# Extracted text
============
Mental health in our schools


The Mirror reporter

For many students, mental illness is a real issue. It affects their ability to perform both academically and socially, putting them at a tough spot in high-school. Between work, tests, changing hormones, and issues affecting one’s mental health, high school can easily be a time of stress and hardships, with these struggles being even greater for LGBTQ youth (who are more likely than their peers to suffer from mental health issues.)

The concoction of struggles in both academic and social spheres can be a dangerous combination for youth who are expected to exceed at one or both. As reported by the CDC, teen suicide rates are on the rise, and so is teen depression, and the causes can be traced back to the struggles these students face in the high school atmosphere.

When we look at high school cases of mental health we have to understand the complexity and effect of these illnesses on the afflicted student and how the struggles are more than just what we see.

To a faculty member or fellow student, the student who doesn’t turn in their homework and doesn’t focus in class may just seem lazy and unattentive, but a lot lies underneath.  Several mental illnesses, including depression and anxiety, ADD, ADHD, and several more can have an adverse effect on the ability of a student to concentrate, and several other illnesses make it hard to even CARE about the work that they have.
============
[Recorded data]
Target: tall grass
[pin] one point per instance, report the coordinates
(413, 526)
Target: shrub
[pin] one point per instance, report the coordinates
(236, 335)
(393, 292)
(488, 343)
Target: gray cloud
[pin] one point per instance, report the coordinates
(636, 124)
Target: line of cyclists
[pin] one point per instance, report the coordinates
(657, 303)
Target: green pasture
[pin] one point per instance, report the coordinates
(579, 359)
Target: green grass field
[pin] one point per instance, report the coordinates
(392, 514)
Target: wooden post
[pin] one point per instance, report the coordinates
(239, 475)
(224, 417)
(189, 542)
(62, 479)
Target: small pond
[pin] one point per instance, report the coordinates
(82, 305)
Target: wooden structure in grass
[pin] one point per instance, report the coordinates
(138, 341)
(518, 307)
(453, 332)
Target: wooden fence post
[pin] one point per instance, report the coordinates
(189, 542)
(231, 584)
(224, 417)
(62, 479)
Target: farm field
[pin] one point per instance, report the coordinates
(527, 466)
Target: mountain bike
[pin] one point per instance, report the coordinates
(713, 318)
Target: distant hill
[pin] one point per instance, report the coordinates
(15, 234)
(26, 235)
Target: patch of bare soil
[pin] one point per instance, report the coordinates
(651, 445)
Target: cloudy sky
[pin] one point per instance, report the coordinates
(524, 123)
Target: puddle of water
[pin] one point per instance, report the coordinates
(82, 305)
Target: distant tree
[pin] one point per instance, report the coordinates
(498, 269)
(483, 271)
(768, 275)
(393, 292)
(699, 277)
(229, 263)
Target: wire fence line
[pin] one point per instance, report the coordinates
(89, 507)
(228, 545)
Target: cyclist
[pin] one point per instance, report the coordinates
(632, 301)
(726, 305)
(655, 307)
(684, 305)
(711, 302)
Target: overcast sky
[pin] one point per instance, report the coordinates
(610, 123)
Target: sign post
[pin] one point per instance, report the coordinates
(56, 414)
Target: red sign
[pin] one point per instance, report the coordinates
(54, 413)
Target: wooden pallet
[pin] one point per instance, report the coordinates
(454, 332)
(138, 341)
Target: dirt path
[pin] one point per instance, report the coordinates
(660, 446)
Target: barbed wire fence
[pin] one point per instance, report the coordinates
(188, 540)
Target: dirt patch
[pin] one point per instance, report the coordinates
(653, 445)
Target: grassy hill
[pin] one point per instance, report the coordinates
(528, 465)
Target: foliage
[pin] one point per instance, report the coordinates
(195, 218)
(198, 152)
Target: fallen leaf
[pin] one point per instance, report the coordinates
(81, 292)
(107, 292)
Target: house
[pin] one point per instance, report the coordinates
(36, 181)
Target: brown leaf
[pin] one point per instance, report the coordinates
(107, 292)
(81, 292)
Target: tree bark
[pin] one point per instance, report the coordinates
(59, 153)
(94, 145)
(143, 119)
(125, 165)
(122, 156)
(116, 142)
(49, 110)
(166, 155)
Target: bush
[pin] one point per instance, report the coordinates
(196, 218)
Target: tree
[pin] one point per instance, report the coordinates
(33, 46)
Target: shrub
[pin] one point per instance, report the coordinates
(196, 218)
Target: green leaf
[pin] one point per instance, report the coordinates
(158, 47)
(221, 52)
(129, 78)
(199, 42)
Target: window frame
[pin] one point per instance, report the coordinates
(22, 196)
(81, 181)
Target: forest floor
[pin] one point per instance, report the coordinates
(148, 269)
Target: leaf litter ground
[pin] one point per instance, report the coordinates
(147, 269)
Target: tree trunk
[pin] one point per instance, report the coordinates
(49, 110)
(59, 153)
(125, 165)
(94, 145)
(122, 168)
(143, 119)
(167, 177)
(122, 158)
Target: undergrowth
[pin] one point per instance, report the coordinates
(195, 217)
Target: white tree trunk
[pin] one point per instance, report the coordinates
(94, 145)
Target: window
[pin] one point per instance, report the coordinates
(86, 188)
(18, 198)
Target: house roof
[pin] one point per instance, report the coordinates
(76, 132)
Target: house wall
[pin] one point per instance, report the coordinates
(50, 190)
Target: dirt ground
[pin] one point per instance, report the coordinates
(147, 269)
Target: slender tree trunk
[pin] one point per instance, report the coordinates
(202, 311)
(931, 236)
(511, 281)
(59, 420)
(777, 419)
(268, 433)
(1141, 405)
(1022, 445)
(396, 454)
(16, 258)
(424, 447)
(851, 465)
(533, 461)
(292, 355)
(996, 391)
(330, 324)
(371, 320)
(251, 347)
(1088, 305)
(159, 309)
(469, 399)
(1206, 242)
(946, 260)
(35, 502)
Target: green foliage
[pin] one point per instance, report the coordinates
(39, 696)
============
# What you will do
Reproduce verbatim everything in the article on mental health in schools from "For many students, mental" down to "high school atmosphere.".

# Solution below
For many students, mental illness is a real issue. It affects their ability to perform both academically and socially, putting them at a tough spot in high-school. Between work, tests, changing hormones, and issues affecting one’s mental health, high school can easily be a time of stress and hardships, with these struggles being even greater for LGBTQ youth (who are more likely than their peers to suffer from mental health issues.)

The concoction of struggles in both academic and social spheres can be a dangerous combination for youth who are expected to exceed at one or both. As reported by the CDC, teen suicide rates are on the rise, and so is teen depression, and the causes can be traced back to the struggles these students face in the high school atmosphere.